Starting at the line that contains "Target: drumstick", transcribe each line exactly through the last line of the data. Include nothing else.

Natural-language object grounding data
───

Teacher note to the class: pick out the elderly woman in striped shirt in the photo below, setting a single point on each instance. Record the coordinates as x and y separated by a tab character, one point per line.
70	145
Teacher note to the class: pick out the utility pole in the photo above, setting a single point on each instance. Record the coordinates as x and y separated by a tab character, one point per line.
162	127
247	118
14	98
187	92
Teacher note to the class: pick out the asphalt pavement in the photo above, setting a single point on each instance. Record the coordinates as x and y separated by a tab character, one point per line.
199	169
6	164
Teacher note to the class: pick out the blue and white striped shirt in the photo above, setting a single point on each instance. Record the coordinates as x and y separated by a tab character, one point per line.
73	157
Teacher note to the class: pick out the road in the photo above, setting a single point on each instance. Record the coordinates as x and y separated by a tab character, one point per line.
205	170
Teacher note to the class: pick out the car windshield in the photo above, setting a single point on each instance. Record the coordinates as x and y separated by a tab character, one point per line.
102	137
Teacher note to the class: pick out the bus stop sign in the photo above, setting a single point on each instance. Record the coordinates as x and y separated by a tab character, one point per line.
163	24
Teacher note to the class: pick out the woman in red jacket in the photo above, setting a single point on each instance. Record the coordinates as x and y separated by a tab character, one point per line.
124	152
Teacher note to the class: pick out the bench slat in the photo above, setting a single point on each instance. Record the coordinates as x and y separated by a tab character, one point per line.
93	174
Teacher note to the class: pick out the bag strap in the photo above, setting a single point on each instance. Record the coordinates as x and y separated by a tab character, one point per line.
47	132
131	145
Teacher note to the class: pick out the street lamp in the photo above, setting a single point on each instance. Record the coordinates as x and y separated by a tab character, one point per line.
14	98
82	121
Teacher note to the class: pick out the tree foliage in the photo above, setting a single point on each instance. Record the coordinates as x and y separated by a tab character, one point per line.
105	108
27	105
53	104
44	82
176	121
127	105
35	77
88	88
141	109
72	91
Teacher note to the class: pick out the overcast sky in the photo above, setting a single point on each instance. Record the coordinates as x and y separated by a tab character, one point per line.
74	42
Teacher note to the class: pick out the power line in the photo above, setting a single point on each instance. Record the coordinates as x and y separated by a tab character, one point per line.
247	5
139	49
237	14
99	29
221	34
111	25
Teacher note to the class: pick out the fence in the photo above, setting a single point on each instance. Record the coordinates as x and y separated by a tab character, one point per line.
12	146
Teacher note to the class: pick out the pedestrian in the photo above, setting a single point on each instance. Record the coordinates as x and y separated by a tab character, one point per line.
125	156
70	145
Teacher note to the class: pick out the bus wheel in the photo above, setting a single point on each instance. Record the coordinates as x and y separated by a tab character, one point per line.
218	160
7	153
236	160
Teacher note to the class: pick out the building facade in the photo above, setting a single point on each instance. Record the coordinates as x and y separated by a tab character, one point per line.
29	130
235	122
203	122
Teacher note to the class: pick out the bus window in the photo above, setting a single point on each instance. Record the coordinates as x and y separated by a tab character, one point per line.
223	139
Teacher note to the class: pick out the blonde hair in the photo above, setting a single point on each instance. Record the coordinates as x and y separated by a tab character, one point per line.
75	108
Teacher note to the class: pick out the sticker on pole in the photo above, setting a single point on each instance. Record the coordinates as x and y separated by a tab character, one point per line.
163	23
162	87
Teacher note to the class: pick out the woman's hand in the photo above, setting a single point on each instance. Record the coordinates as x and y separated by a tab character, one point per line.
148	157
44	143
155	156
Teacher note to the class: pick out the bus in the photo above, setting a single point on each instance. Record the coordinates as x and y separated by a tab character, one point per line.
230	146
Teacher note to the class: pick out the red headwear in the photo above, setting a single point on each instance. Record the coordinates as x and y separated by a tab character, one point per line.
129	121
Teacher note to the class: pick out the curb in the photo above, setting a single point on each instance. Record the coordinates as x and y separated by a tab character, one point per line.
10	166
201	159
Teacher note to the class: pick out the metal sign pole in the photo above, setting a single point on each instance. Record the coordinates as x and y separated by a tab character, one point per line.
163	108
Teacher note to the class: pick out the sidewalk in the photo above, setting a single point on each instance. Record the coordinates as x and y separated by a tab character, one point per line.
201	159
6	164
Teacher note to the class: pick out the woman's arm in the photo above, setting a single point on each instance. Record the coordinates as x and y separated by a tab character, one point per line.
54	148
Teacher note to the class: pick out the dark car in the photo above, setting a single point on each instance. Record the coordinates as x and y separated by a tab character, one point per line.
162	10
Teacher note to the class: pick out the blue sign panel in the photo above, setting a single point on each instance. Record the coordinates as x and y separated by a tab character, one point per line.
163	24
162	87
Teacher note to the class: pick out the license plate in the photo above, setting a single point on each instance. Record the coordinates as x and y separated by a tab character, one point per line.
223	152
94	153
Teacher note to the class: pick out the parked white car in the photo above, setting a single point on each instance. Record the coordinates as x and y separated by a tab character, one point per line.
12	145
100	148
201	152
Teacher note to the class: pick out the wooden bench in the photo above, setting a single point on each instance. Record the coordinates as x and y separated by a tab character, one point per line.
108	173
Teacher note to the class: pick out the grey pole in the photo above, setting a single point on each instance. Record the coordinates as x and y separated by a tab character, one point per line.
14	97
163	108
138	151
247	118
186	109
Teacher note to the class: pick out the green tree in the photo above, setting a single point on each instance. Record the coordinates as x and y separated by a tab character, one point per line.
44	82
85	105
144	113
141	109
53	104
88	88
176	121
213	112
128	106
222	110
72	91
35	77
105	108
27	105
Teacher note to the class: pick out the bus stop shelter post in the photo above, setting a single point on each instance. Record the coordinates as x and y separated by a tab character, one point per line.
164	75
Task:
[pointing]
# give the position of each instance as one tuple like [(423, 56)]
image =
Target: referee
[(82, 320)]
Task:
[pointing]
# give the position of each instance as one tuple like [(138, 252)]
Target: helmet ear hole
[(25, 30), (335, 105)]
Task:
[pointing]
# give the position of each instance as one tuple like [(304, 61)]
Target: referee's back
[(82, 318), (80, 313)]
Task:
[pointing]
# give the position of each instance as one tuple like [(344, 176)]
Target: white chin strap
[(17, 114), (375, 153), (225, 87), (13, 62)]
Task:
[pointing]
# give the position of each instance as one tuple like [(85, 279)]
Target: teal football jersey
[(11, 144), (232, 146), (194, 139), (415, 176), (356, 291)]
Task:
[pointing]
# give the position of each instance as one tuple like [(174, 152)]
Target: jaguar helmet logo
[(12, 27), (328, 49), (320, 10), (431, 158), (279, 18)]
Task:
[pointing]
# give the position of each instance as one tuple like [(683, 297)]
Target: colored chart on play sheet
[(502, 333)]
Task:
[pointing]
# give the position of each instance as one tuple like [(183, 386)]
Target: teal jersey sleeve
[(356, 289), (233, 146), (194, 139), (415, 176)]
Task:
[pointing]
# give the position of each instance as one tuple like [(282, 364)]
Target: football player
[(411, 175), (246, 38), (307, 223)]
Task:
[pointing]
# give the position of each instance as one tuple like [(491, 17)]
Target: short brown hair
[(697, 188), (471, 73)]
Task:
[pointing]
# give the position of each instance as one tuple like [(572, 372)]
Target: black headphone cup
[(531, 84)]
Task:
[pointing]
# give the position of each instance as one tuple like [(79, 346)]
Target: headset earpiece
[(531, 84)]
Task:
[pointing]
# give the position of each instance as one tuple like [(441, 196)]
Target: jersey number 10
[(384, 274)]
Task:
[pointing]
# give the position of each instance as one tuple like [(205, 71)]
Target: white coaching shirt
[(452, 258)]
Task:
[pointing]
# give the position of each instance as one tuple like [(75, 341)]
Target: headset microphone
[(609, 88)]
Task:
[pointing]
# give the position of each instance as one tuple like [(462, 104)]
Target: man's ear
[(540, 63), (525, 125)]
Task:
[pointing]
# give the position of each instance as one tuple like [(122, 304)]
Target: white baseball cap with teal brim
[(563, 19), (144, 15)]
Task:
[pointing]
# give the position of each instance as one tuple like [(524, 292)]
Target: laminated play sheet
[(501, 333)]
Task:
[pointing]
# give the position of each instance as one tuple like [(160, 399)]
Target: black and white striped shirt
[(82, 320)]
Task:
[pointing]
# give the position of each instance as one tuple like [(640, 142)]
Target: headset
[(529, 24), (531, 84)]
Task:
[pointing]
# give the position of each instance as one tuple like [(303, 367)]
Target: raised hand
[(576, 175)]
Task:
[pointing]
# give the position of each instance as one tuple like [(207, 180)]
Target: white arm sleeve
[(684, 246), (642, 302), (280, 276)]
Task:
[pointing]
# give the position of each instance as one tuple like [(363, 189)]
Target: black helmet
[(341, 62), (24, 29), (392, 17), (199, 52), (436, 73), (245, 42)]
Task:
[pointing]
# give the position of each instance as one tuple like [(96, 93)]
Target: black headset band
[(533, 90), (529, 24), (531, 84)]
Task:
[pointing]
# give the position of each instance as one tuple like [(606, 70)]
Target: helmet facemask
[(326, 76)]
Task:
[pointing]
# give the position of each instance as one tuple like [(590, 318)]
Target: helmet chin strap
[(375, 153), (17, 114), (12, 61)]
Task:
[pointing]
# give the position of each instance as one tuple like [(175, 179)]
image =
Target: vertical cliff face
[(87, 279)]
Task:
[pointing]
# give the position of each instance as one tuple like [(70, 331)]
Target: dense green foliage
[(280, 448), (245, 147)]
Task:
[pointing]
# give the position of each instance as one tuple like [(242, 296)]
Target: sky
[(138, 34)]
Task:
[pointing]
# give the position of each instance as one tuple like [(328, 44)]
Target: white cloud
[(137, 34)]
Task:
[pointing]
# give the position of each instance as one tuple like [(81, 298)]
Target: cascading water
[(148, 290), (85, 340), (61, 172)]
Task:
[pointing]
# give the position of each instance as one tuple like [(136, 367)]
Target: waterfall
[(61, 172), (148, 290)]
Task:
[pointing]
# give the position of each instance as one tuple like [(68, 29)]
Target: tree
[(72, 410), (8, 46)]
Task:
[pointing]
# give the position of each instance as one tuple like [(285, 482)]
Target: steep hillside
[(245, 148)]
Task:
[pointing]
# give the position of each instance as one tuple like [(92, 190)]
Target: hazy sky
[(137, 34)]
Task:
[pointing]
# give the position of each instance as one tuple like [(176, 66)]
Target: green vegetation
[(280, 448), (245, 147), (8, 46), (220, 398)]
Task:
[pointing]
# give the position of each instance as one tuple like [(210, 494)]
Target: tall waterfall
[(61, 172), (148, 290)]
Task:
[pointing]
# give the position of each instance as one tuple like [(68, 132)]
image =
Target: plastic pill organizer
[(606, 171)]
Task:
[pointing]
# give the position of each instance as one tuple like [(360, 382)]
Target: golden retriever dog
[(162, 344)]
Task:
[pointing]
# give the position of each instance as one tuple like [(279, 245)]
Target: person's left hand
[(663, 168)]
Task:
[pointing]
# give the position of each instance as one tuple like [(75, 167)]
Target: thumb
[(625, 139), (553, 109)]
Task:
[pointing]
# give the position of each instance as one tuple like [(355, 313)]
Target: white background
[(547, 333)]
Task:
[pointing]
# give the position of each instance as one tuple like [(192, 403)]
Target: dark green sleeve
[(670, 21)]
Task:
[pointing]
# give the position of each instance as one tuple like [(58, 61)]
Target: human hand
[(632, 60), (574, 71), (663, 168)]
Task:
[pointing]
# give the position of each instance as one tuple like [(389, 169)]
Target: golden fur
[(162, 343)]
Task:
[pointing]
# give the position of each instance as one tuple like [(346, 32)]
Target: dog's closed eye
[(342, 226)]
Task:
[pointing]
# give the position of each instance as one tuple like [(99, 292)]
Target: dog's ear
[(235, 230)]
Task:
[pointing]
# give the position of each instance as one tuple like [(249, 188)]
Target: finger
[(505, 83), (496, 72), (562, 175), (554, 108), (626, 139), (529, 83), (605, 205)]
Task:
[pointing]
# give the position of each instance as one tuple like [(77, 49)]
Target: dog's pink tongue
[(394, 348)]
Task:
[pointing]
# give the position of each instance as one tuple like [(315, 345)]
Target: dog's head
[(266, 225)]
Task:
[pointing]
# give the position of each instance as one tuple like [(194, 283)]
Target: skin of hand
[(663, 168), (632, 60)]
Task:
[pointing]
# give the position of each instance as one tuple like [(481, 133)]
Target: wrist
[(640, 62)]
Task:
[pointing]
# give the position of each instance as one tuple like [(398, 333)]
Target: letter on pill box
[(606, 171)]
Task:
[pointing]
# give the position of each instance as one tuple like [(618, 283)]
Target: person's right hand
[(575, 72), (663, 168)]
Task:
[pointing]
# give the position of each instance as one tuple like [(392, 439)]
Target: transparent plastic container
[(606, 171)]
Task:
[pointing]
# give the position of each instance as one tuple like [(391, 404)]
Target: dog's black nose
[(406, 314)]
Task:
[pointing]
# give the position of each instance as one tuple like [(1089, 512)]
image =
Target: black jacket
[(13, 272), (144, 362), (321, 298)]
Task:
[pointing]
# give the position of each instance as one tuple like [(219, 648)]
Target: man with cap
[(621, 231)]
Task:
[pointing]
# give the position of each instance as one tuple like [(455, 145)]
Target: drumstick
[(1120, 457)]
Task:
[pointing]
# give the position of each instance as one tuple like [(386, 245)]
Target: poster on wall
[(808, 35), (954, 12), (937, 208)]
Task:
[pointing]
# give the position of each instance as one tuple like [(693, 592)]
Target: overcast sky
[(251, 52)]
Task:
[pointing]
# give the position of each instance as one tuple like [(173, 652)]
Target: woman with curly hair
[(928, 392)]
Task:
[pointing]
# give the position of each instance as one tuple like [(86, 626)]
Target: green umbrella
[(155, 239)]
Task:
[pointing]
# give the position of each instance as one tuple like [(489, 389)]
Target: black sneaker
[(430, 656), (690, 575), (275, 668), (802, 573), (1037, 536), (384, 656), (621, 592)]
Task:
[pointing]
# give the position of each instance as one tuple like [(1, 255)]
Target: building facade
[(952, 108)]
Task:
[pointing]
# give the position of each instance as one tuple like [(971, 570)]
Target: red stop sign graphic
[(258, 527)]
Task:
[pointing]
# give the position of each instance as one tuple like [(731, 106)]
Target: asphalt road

───

## RESPONSE
Target: drumstick
[(1120, 457)]
Task:
[pointing]
# give the position of each instance as one tuple like [(386, 245)]
Target: poster on wall
[(808, 35), (954, 12), (937, 208)]
Task:
[pointing]
# give the position of each instance as one tuple like [(693, 592)]
Target: overcast sky
[(251, 52)]
Task:
[pointing]
# give the position of each instance as one tuple like [(173, 652)]
Target: woman with curly hair
[(928, 392)]
Task:
[pointing]
# give the position of each instance as one tuple like [(86, 626)]
Target: green umbrella
[(155, 239)]
Task:
[pointing]
# give the position of each instance as one tuple like [(489, 389)]
Target: black sneaker
[(430, 656), (690, 575), (275, 668), (802, 573), (1037, 536), (384, 656), (621, 592)]
Task:
[pointing]
# give the position of each instance as one tuple like [(1, 255)]
Target: building facade
[(952, 108)]
Task:
[pointing]
# give the position of each instance as one tuple like [(971, 570)]
Target: red stop sign graphic
[(258, 527)]
Task:
[pointing]
# give the position of each instance as one tuple like [(731, 106)]
Target: asphalt road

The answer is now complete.